Norway : Lofoten Islands & the arctic circle

The year 2019 started with an unusual trip. My girlfriend and I decided to visit the northern part of Norway, the Lofoten islands and the nordic city Tromso. I’d consider it an unusual destination as I don’t like spending my precious holidays in winter-cold countries or cities.

As we already went through the winter curse in our country, which consisted of freezing nights and rainy days, we headed north-bound towards the arctic circle. I expected to take the best out of my recently bought Mavic Air drone and was looking forward to pet some reindeers. This all sounded too fancy, if it wouldn’t have been for the rain.

 

We flew out from Brussels and had a 2-night stop in Bergen, the main city in the south-west of Norway. All I knew about Bergen, were the beautiful colored houses which I knew from google and the mountains surrounding the city center. It all seemed very “nordic” to me, because of the maritime vibe with all the ships, anchors and fishermen, therefor I was looking forward to finally discover Bergen. It turned out that city center wasn’t that attractive at all, and it ended up as a big disappointment. On tripadvisor we tried to find several tourist spots, which would allow us to kill the time. Sadly we couldn’t find any online.

All you can do is get some fishy-food at the local fish market, grab a coffee or two, get on top of the mount “Fløyen” with its fancy funicalar. All this can be done in 4 hours. Besides that I really can’t give you any further tips. Bergen didn’t turn out as I expected it to be. At night, we didn’t find any awesome bars which would allow us to get to know some local folks, it all seemed very dead. I guess paying 10 euros/dollar for one beer or a shot of rum doesn’t sound very inviting. Sadly that’s the average price you gotta pay for booze in Norway.

We were happy to move on towards the Lofoten in the early morning of our 3rd day in Norway.

COLLECTED DATA:
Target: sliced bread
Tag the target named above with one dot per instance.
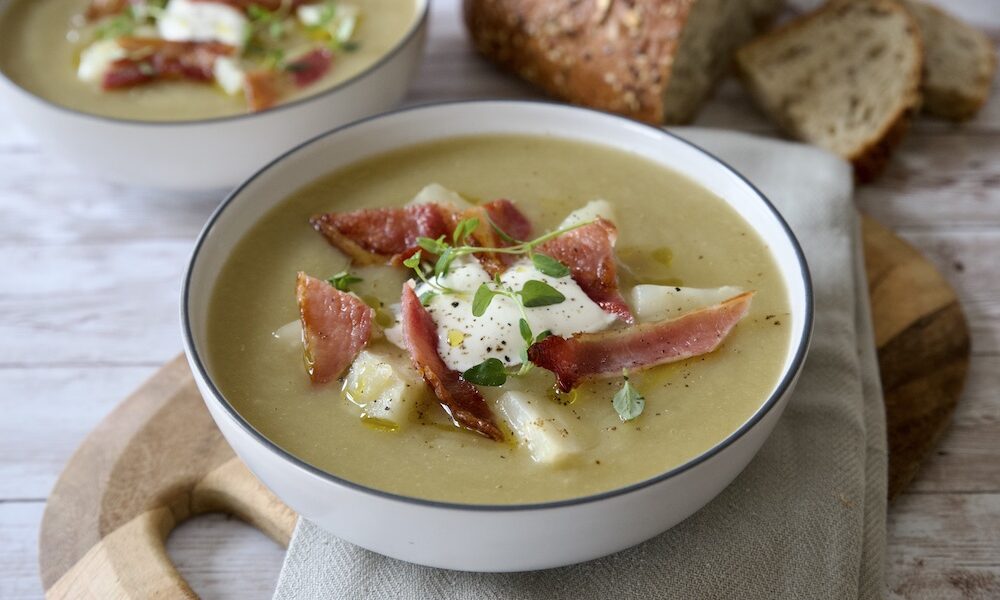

STATED TASK 1:
In the Norway trip text, why does the writer consider this trip an unusual destination? Answer in one to three sentences.
STATED TASK 2:
Please return the part of the Norway trip text from "As we already" to "for the rain.", word for word.

FINAL RESULT 1:
The writer doesn't like spending precious holidays in winter-cold countries or cities. A winter trip north to the Lofoten Islands and Tromso was therefore out of the ordinary.

FINAL RESULT 2:
As we already went through the winter curse in our country, which consisted of freezing nights and rainy days, we headed north-bound towards the arctic circle. I expected to take the best out of my recently bought Mavic Air drone and was looking forward to pet some reindeers. This all sounded too fancy, if it wouldn’t have been for the rain.